## Directions
In the following material, identify every line holding the string "white" and return it.

## Information
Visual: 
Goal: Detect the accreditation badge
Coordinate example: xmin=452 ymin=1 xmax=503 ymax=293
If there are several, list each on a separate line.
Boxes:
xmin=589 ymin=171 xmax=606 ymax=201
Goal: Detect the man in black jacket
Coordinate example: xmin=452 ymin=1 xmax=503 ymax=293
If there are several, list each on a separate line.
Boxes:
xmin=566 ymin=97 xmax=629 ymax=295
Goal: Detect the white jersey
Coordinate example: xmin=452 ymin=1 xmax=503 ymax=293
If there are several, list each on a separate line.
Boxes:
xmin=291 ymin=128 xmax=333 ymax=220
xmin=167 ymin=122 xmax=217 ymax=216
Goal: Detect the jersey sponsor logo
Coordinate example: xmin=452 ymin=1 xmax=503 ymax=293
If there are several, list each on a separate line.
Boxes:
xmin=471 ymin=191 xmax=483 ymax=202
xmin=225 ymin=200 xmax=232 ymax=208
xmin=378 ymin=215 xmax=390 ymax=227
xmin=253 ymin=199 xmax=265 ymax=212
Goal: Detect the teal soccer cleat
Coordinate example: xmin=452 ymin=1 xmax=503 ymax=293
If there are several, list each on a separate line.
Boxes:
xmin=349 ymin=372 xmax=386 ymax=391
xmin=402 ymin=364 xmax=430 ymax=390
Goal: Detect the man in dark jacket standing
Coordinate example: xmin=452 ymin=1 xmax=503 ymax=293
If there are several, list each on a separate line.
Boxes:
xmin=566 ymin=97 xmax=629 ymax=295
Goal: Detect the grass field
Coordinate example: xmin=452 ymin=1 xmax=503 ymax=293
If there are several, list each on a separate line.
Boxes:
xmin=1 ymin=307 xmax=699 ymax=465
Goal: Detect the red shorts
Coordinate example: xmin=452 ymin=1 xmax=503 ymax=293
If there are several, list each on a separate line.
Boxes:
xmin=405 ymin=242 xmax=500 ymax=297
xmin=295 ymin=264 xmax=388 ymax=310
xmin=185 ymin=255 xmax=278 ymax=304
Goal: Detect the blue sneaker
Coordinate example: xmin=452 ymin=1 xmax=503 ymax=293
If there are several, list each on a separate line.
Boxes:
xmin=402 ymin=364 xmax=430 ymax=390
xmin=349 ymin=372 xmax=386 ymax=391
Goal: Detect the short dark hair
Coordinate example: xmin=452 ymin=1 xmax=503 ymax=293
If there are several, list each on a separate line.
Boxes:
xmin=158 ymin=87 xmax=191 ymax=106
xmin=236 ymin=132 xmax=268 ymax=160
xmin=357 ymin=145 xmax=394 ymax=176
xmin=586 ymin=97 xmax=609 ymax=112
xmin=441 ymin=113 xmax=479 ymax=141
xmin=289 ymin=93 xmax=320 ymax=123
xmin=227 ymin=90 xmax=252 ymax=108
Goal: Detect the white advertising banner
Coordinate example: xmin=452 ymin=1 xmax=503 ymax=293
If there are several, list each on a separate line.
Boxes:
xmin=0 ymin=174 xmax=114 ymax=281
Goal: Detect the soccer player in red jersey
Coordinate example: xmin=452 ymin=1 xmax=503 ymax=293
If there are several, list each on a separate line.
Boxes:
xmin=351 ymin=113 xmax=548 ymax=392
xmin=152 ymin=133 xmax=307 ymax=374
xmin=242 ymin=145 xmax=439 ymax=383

## Answer
Goal: Detect the white jersey
Goal: Detect the white advertising banner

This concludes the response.